▸ ENTRIES SHOWN:
● ● ● ● ● ● ●

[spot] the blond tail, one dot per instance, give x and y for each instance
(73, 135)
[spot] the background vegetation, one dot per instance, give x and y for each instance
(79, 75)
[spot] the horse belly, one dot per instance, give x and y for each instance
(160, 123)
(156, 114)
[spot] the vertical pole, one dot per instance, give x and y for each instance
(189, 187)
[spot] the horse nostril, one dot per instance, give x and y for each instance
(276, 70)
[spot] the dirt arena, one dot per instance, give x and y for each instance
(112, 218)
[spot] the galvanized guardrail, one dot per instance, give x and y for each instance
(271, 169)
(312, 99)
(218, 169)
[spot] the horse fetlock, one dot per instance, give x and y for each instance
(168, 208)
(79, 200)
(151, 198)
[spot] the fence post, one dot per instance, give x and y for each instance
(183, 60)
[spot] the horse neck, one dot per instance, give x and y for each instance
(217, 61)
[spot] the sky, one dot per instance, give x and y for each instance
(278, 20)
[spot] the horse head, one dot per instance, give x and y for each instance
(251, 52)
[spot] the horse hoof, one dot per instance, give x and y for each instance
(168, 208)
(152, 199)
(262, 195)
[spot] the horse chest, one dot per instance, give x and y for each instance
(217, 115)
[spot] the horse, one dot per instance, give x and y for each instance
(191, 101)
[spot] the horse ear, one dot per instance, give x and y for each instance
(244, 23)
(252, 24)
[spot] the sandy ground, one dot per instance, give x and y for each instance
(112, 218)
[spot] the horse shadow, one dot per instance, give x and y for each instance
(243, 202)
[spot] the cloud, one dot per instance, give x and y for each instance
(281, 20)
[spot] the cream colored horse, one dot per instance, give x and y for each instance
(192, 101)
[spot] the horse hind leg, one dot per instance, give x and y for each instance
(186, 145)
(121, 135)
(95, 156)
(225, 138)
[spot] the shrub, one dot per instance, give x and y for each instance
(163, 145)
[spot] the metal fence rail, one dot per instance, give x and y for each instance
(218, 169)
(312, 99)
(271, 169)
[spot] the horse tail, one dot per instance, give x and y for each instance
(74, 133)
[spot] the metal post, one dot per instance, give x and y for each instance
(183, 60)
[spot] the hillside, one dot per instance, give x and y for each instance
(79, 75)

● ● ● ● ● ● ●

▸ AIM OF THE TASK: Beginning with the first line, transcribe the complete listing exactly.

▸ EXPECTED OUTPUT:
[spot] the blond tail, one dot per instance, give x and y for each instance
(73, 135)
[spot] the background vegetation, one dot per instance, give x and y for each instance
(79, 75)
[spot] the horse belly, one dot per instance, give x and y for each instance
(160, 123)
(156, 114)
[spot] the vertical pole, one dot per instance, give x and y for each instance
(189, 187)
[spot] the horse nostril, one dot per instance, give x and y for each instance
(276, 70)
[spot] the dirt arena, one dot per instance, give x and y for each instance
(112, 218)
[spot] the galvanized guardrail, one dot per instance, give x and y for each instance
(271, 169)
(312, 99)
(218, 169)
[spot] the horse fetlock, one dot per instance, give x and y for each instance
(168, 208)
(79, 200)
(151, 198)
[spot] the fence post, one dot per instance, give x and y for each instance
(183, 60)
[spot] the horse neck, one dot per instance, give x and y for each instance
(217, 61)
[spot] the sky, one dot per instance, give x and y for each instance
(278, 20)
[spot] the horse head, one dot per instance, give x and y for each instance
(251, 52)
[spot] the horse hoof, one dot per instance, give x and y for each instance
(168, 208)
(152, 199)
(262, 195)
[spot] the horse chest, one dot per instance, give x and y for each instance
(217, 115)
[spot] the horse, one dot per instance, give x and y for each instance
(191, 101)
[spot] the horse ear, one dot per instance, give x and y for each instance
(244, 23)
(252, 24)
[spot] the sandy ground, one dot per instance, give x and y for each instance
(112, 218)
[spot] the horse shadow, one dot per instance, give x and y for each instance
(243, 202)
[spot] the cloud, one dot per instance, give x and y for each instance
(281, 20)
[spot] the cream colored horse, one dot per instance, give x and y for each instance
(192, 101)
[spot] the horse hind leg, one dot per instance, give x and y for each instance
(186, 145)
(121, 135)
(95, 156)
(225, 138)
[spot] the shrub, one dot per instance, give x and y for each instance
(163, 145)
[spot] the metal fence rail, one dot per instance, give x and y for each instance
(218, 169)
(312, 99)
(271, 169)
[spot] the horse tail, one dot per instance, give x and y for each instance
(74, 133)
[spot] the metal post, one dot per instance, give x and y for each instance
(183, 60)
[spot] the hillside, one dot per instance, give x and y for each instance
(79, 75)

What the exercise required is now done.